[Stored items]
··········

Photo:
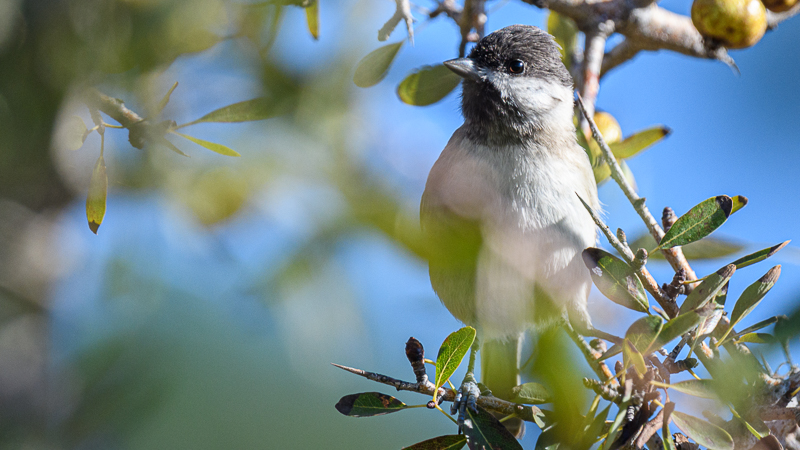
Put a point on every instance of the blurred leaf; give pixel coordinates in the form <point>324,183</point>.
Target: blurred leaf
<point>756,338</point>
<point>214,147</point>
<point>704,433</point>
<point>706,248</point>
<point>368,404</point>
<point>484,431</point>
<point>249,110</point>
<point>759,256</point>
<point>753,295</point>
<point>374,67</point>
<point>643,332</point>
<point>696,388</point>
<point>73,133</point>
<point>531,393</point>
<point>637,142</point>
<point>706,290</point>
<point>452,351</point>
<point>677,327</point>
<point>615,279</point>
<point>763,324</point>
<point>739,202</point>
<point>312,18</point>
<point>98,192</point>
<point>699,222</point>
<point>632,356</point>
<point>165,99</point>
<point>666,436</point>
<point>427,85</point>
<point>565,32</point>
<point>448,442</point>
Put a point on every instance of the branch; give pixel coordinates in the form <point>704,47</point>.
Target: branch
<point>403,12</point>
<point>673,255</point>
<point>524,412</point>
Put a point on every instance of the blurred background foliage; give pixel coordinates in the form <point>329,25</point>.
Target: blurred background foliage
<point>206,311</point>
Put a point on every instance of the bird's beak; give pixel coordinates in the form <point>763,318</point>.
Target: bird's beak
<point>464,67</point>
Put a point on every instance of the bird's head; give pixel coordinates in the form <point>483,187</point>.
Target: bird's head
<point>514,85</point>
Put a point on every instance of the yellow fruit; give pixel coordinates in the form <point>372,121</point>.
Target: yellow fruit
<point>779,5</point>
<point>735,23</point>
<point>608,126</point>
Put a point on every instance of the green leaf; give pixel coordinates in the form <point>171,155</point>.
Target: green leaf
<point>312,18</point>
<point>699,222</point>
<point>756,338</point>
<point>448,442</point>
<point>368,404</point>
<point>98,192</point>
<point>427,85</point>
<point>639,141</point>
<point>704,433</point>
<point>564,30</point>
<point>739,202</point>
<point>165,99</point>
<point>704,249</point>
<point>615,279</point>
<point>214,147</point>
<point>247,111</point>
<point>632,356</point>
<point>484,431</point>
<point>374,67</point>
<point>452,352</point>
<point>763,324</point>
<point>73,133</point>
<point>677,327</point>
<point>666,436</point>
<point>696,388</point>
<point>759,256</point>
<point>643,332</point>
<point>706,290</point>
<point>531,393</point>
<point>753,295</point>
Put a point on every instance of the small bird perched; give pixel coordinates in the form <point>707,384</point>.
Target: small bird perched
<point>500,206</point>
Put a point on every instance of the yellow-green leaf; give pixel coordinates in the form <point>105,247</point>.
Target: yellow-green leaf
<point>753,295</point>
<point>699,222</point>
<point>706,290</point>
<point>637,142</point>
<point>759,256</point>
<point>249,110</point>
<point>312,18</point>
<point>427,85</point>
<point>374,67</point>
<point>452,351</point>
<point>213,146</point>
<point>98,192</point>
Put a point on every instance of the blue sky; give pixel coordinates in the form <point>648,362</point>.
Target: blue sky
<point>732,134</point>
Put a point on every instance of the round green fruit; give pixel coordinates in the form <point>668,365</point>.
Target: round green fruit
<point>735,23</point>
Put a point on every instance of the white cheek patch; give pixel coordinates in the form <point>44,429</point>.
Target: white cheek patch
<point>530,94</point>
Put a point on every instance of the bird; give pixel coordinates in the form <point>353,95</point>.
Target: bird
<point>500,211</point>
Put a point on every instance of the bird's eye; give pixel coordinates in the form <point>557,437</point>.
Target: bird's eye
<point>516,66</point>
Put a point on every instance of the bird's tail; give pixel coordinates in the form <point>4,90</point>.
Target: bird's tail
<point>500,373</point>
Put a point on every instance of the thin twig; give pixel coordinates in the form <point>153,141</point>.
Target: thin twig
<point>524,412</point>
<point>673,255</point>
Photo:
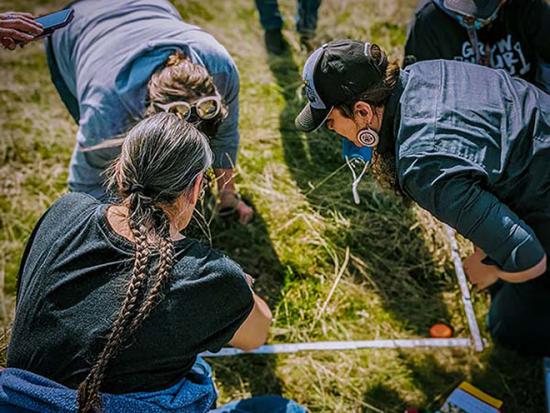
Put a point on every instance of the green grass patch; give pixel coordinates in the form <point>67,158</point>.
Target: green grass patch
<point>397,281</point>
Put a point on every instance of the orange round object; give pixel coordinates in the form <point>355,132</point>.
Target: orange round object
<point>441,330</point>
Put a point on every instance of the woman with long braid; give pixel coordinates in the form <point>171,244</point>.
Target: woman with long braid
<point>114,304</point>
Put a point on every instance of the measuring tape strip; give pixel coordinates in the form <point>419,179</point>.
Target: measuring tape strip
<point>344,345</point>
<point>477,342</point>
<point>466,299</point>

··········

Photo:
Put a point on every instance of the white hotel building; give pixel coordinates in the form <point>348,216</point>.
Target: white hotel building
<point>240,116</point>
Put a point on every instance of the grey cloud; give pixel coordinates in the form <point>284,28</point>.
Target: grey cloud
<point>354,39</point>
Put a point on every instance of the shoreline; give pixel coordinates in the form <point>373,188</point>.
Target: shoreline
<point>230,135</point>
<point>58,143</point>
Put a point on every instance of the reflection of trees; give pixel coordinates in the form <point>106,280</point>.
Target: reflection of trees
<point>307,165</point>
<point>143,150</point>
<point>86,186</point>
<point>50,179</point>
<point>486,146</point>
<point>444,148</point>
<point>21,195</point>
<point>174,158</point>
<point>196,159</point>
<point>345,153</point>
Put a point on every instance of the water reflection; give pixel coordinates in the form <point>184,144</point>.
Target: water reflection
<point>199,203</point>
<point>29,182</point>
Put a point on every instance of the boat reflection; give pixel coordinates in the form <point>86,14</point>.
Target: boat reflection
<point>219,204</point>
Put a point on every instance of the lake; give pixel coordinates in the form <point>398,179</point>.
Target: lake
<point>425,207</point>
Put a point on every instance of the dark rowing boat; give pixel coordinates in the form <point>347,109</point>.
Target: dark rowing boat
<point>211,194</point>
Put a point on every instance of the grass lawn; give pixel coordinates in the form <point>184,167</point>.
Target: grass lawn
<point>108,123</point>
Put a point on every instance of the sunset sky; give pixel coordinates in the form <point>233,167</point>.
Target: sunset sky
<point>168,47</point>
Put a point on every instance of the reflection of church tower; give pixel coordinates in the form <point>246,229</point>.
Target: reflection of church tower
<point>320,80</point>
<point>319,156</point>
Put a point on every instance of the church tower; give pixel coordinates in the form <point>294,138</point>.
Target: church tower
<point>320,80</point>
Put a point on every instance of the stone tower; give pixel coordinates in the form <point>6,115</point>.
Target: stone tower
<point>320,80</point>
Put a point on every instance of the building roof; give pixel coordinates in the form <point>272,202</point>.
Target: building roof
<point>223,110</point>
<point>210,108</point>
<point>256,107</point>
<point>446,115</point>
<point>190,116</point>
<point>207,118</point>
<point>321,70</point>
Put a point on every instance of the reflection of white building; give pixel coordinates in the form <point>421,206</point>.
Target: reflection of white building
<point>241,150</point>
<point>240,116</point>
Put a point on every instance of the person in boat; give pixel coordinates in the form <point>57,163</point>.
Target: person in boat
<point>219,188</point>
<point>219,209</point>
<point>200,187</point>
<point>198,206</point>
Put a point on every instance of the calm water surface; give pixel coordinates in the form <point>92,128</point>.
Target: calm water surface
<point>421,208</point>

··········

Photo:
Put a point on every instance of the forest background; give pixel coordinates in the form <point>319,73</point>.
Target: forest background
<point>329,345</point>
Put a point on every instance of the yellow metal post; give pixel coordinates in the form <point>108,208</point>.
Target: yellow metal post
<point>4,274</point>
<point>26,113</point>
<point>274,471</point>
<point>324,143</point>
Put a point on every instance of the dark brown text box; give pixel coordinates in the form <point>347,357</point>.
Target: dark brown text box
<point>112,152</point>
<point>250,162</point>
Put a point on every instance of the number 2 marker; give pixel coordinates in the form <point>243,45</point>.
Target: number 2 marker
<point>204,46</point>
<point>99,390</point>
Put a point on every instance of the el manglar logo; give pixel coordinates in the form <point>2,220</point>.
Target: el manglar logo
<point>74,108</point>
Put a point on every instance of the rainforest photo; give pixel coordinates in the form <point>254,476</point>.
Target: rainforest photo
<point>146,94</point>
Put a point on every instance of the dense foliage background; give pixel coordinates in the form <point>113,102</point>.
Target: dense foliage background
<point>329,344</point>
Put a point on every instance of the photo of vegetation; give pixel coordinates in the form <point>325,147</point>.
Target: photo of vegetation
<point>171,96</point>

··········

● EXERCISE BRIEF:
The stretch of entries above that starts with the line containing "Put a point on every instance of the white cheek" and goes on through the line containing "Put a point on every instance of the thin" is to be transcribed exactly, and no other line is to be transcribed.

● WRITTEN SOLUTION:
Put a point on every instance of the white cheek patch; give pixel coordinates in the form <point>44,429</point>.
Target: white cheek patch
<point>530,94</point>
Put a point on every instance of the bird; give pixel coordinates in the form <point>353,95</point>.
Target: bird
<point>500,211</point>
Put a point on every instance of the bird's eye; give pixel coordinates in the form <point>557,437</point>.
Target: bird's eye
<point>516,66</point>
Put a point on every instance of the bird's tail; give pixel coordinates in the form <point>4,90</point>.
Target: bird's tail
<point>500,373</point>
Put a point on every instance of the thin twig; give pixel coordinates in the form <point>153,141</point>.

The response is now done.